- _What the task asks_: Would you copy only the lines below, beginning with the one that contains "Readme: the locator spots each instance of the white button-up" and running through the last entry line?
--- start Exercise data ---
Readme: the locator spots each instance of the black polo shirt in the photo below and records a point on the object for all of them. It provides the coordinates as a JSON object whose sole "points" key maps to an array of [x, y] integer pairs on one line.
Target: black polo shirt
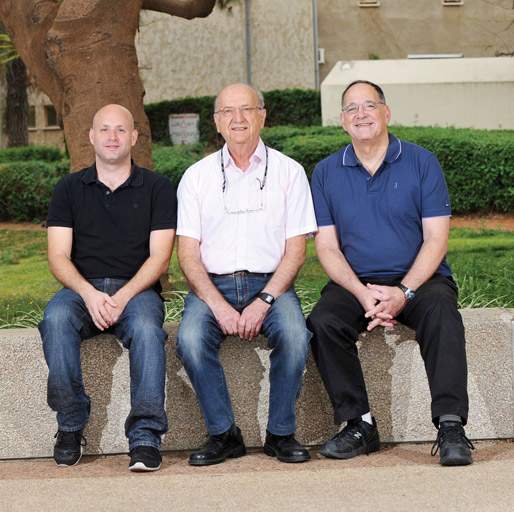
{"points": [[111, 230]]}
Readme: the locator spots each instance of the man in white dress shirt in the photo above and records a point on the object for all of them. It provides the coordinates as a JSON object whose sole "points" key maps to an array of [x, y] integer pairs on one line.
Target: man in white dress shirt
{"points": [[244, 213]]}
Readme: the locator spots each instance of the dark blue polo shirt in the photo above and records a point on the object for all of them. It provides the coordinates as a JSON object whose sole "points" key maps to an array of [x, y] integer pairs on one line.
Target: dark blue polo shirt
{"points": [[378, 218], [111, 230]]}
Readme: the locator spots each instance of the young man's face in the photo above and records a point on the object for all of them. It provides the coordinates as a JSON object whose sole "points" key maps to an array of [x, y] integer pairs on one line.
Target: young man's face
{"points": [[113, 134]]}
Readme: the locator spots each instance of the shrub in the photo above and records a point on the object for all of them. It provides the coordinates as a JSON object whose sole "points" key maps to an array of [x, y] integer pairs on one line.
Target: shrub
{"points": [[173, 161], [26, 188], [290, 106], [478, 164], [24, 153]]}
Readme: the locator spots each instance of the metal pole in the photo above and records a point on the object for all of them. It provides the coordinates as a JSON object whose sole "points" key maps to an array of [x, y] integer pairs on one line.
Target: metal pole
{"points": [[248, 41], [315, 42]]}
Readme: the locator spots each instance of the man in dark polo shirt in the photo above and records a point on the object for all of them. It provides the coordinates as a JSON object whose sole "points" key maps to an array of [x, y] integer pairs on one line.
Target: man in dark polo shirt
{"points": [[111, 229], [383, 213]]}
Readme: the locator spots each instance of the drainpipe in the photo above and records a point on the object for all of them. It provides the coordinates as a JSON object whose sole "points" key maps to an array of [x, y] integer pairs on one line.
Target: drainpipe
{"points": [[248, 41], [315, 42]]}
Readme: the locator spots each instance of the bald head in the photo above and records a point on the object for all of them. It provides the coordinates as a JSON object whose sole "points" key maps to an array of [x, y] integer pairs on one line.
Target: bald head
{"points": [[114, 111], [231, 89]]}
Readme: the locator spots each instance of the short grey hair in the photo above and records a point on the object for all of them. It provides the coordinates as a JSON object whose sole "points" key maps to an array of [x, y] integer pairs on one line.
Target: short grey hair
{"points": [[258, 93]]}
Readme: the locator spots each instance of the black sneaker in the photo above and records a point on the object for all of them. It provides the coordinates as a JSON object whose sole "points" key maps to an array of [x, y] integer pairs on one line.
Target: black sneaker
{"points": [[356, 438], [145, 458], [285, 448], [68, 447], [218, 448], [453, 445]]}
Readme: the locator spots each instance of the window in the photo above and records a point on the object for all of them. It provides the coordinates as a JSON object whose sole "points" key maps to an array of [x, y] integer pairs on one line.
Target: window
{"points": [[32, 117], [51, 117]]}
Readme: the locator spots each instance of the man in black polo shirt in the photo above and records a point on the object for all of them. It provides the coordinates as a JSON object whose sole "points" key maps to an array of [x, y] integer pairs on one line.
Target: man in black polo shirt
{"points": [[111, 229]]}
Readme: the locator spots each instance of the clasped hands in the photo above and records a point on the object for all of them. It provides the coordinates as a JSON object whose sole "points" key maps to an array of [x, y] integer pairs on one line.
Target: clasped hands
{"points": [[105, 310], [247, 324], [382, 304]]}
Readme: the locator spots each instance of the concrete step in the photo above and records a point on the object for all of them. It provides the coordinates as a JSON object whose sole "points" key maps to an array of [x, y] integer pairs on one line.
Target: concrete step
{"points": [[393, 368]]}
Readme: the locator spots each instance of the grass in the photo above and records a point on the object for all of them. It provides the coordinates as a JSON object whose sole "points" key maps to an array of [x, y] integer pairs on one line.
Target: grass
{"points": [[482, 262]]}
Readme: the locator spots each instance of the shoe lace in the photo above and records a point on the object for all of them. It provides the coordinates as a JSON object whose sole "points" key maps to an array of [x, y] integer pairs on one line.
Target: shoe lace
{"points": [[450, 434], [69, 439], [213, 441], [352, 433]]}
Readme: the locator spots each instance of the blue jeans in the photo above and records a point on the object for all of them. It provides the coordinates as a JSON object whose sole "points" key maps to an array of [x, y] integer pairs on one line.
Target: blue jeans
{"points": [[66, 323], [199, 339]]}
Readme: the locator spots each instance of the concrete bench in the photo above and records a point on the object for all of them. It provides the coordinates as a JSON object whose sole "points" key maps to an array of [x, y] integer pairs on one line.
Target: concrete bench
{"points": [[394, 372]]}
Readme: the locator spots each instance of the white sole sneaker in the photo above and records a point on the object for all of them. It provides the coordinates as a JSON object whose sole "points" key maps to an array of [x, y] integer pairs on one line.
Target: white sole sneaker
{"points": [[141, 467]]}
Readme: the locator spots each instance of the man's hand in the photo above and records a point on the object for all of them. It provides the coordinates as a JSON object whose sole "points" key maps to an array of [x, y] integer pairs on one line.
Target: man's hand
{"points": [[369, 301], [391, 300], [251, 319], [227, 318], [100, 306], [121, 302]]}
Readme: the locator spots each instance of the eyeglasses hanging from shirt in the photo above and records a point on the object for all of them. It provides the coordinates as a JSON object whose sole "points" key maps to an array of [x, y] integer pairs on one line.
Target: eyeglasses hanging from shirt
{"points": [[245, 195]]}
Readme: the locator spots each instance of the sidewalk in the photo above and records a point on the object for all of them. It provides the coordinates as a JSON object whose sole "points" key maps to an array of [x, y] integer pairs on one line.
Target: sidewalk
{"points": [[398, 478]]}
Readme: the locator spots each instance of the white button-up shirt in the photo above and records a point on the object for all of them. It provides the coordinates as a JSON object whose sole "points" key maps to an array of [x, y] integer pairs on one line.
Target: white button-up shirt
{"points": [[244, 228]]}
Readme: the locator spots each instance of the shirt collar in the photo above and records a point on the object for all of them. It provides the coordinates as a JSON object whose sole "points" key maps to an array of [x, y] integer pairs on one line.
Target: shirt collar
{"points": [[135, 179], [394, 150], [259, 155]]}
--- end Exercise data ---
- _Exercise solution_:
Readme: the locator spots each instance of the white button-up shirt in the photo above and records a point on the object for all of them. It provides the coordinates as a JSON object whose sole "points" key maps to an array of [x, y] integer pairs on one line.
Target: white button-up shirt
{"points": [[244, 228]]}
Readme: the locator spots each instance of the shirt collar in the photo above and records a point on the object for all of them. It provides the coordinates as a JSON object whose sole "points" key maps to an array of [x, y] integer pairs on one line.
Target: shirt collar
{"points": [[135, 179], [394, 150], [259, 155]]}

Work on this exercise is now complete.